Mantan Bupati keempat yang menurut saya layak diduplikasi adalah Kang Yoto. Mantan Bupati Bojonegoro. Soyoto nampak lengkapnya. Suyoto sadar sejak dari awal dukungan birokrasi kepadanya nyaris tak ada. Tetapi sebelum dilantik Suyoto memberikan “pengampunan” kepada seluruh pejabat yang tak mendukungnya. Tetapi ada syaratnya. Semua diajak bersepakat untuk bersama sama melayani rakyat.
Sepakat untuk tidak melakukan empat larangan: tidak pernah mengatakan bukan tanggungjawabnya kepada rakyat apapun yang dikeluhkan rakyat, tidak pernah mengatakan tidak ada anggaran walaupun sejatinya tidak ada, tidak pernah mengeluh dan tidak korupsi. Suyoto berkeyakinan kepercayaan publik harus tumbuh kepada pemerintah. Bukan percaya kepada Sosok Suyoto. Para pejabat diwajibkan turun bercengkerama dengan masyarakat. Medianya banyak dibuat. Mulai dari anjangsana dalam dialog Jumat, pengaduan online, hingga keterbukaan anggaran.
Selain transformasi birokrasi, kang Yoto juga melakukan management disaster. Bencana banjir tahunan Bengawan Solo disulap jadi wisata air. Para petani belimbing pendapatan nya meningkat tajam saat banjir melanda. Wisatawan dari luar daerah banyak yang antusias memetik belimbing saat Banjir.
Dalam sebuah perjumpaan Kang Yoto pernah berujar, “Dari selfish ke service, dari rigid ke gesit, dari material-center menuju people-center dan dari orientasi jangka pendek menuju jangka panjang.

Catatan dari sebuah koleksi
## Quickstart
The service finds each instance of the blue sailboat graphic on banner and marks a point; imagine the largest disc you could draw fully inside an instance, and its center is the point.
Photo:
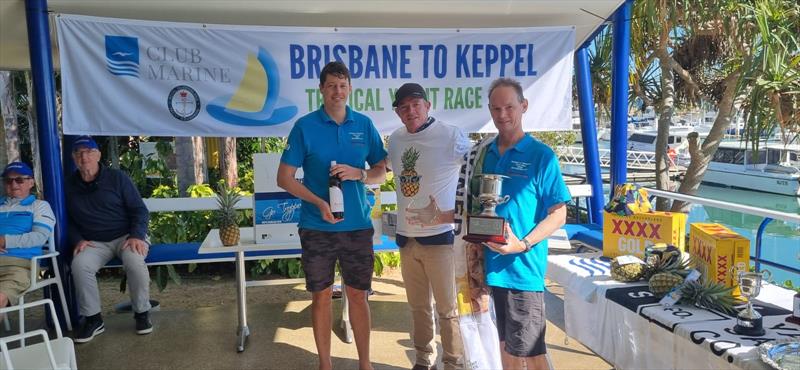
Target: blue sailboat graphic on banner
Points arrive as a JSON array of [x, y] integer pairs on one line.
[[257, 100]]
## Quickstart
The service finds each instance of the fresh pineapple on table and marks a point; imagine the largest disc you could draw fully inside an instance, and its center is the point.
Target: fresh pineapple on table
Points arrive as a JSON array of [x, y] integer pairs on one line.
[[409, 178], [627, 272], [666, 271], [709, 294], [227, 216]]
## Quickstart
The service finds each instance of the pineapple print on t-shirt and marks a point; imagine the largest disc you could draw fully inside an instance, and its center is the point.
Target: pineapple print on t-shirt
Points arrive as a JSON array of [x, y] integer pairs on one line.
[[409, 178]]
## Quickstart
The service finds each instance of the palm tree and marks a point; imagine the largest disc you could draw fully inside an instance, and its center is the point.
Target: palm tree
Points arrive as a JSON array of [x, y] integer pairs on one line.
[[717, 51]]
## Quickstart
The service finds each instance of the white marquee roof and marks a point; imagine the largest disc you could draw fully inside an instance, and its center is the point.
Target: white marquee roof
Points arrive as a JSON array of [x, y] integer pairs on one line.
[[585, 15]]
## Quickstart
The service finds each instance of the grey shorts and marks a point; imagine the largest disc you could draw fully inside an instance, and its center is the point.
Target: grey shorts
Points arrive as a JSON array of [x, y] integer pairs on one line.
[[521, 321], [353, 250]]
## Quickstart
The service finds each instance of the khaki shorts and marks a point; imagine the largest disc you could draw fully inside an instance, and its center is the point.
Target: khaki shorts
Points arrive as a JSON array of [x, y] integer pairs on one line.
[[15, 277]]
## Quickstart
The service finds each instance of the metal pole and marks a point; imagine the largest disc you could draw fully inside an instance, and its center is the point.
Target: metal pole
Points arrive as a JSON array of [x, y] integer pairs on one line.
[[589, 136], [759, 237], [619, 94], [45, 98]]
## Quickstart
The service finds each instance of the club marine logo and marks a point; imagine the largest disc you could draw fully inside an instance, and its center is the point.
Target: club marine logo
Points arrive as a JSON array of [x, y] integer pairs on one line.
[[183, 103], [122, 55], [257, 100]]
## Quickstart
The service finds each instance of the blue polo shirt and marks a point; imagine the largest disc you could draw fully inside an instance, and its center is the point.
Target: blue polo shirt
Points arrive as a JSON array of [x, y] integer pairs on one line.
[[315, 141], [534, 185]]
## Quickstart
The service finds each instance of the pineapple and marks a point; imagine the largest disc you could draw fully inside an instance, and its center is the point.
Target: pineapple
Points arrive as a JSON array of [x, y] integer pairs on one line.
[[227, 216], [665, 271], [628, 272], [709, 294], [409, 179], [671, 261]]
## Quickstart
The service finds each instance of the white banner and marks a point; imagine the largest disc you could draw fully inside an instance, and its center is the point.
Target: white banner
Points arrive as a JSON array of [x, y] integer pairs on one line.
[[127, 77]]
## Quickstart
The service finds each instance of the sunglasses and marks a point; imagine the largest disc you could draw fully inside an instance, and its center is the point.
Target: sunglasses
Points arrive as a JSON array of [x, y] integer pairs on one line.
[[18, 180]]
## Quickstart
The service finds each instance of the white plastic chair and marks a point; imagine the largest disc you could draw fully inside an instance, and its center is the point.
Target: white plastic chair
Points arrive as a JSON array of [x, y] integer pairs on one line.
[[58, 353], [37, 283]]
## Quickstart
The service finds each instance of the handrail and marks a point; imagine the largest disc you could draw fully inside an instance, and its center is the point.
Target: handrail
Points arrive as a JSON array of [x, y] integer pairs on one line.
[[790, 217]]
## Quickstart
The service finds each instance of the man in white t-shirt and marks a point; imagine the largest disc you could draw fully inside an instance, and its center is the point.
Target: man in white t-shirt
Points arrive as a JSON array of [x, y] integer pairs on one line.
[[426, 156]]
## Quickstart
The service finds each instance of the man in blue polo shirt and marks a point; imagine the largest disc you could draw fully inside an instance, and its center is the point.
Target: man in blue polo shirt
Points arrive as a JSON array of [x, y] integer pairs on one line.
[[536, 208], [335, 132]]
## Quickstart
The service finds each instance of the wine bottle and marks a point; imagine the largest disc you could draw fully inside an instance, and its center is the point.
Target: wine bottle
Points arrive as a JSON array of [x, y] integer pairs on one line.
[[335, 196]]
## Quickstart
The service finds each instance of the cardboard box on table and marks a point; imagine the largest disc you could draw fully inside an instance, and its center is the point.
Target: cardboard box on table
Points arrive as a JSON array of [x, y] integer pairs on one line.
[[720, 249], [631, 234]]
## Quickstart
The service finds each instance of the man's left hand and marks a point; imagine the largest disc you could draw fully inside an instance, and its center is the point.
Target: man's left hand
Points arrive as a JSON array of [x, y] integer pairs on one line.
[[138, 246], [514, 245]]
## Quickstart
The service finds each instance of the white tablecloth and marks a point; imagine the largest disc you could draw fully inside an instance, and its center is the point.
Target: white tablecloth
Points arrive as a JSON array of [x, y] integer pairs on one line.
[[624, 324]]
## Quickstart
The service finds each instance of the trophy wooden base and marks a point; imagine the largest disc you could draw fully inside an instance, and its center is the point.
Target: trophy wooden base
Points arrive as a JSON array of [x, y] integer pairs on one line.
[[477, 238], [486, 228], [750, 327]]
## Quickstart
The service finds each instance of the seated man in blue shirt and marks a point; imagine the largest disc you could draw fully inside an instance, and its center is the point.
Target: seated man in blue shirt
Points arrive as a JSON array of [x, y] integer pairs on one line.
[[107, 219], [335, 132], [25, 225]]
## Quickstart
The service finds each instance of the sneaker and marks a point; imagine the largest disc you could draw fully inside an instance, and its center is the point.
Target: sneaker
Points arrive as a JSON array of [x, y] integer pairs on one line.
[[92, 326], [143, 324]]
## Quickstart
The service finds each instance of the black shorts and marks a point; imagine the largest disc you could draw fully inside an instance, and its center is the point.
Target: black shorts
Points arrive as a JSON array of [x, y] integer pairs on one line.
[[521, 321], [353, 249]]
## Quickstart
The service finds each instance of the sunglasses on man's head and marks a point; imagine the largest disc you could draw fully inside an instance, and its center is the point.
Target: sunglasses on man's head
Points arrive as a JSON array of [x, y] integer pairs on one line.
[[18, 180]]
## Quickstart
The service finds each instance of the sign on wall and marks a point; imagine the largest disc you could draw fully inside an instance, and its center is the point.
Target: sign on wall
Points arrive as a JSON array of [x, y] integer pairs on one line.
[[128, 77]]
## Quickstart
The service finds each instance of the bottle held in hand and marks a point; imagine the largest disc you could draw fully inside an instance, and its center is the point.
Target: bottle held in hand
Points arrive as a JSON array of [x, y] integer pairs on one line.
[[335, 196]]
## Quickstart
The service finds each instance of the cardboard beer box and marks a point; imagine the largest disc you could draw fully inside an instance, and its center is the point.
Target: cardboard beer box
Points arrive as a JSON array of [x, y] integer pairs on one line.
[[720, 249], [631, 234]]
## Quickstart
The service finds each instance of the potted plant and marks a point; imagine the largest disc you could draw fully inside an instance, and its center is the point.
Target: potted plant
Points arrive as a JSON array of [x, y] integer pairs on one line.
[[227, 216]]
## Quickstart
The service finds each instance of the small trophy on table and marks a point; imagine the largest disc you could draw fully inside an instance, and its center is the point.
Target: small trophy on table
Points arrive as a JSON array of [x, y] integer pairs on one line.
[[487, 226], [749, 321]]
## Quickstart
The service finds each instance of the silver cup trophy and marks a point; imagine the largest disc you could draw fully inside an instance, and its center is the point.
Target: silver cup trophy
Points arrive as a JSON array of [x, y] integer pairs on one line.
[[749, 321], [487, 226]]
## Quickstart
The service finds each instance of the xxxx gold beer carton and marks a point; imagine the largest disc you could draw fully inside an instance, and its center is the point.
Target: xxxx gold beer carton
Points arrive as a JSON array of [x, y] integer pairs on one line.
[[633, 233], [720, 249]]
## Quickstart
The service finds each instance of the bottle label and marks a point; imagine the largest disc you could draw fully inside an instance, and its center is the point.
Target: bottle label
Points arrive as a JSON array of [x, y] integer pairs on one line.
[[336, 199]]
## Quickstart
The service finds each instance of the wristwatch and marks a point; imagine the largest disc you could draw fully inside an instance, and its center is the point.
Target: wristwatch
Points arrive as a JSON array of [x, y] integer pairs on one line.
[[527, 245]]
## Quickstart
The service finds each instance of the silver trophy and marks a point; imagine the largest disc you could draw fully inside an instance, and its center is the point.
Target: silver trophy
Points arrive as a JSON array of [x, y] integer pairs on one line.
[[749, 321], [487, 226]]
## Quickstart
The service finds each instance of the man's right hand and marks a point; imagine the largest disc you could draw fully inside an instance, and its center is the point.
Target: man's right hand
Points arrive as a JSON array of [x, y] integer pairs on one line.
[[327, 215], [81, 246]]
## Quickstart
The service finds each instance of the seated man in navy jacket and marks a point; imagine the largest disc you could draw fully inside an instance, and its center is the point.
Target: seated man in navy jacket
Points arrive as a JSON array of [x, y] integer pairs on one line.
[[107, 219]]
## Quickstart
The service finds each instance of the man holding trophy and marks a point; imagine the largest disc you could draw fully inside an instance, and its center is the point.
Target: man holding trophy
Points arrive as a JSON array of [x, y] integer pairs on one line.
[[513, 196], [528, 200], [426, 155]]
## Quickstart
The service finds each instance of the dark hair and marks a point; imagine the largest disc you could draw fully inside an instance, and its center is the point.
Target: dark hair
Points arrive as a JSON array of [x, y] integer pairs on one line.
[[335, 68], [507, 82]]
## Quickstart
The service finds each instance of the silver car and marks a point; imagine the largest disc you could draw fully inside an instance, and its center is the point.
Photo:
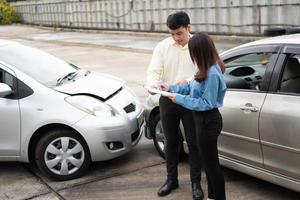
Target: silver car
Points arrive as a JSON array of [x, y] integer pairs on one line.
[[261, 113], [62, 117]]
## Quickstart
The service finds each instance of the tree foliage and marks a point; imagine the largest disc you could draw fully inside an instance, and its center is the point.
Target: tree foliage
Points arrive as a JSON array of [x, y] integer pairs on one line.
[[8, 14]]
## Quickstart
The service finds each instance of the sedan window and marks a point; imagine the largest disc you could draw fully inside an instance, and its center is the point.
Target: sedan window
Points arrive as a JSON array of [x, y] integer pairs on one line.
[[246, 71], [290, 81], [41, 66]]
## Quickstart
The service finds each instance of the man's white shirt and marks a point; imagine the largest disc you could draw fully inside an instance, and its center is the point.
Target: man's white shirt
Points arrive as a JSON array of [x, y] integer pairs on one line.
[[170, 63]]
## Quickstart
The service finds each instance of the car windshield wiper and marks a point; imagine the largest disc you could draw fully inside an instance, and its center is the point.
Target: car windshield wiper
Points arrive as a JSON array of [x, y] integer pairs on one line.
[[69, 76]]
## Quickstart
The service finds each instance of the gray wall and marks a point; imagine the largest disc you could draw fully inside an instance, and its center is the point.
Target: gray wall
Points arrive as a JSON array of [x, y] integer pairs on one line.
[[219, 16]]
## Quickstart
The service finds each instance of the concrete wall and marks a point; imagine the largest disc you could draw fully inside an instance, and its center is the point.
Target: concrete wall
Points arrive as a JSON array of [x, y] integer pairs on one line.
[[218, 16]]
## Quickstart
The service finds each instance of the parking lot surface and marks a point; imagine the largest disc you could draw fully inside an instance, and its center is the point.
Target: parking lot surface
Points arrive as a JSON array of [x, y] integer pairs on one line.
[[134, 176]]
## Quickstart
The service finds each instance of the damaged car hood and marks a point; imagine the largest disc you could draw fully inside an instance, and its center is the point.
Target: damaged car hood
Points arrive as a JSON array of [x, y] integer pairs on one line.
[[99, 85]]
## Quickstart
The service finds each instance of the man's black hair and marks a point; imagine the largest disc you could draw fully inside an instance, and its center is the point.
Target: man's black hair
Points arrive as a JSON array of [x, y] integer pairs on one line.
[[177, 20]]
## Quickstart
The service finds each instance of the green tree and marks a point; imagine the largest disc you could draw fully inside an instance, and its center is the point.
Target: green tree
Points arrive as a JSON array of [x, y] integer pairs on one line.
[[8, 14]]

• Tugas Latihan:
(A) Sebutkan keempat larangan yang disepakati para pejabat menurut teks tentang Kang Yoto.
(B) Ringkaslah teks tentang Kang Yoto dalam dua kalimat.
(C) Menurut teks tentang Kang Yoto, bencana banjir tahunan Bengawan Solo diubah menjadi apa?
Catatan tersebut tidak berperan apa pun dalam latihan ini.

• Jawaban Latihan:
(A)
1. Tidak pernah mengatakan bukan tanggung jawabnya kepada rakyat, apa pun yang dikeluhkan rakyat.
2. Tidak pernah mengatakan tidak ada anggaran walaupun sejatinya tidak ada.
3. Tidak pernah mengeluh.
4. Tidak korupsi.

(B) Kang Yoto, mantan Bupati Bojonegoro, memberikan "pengampunan" kepada pejabat yang tidak mendukungnya dengan syarat mereka bersepakat melayani rakyat dan mematuhi empat larangan. Ia juga mewajibkan pejabat turun bercengkerama dengan masyarakat dan melakukan manajemen bencana dengan menyulap banjir tahunan Bengawan Solo menjadi wisata air.

(C) Wisata air.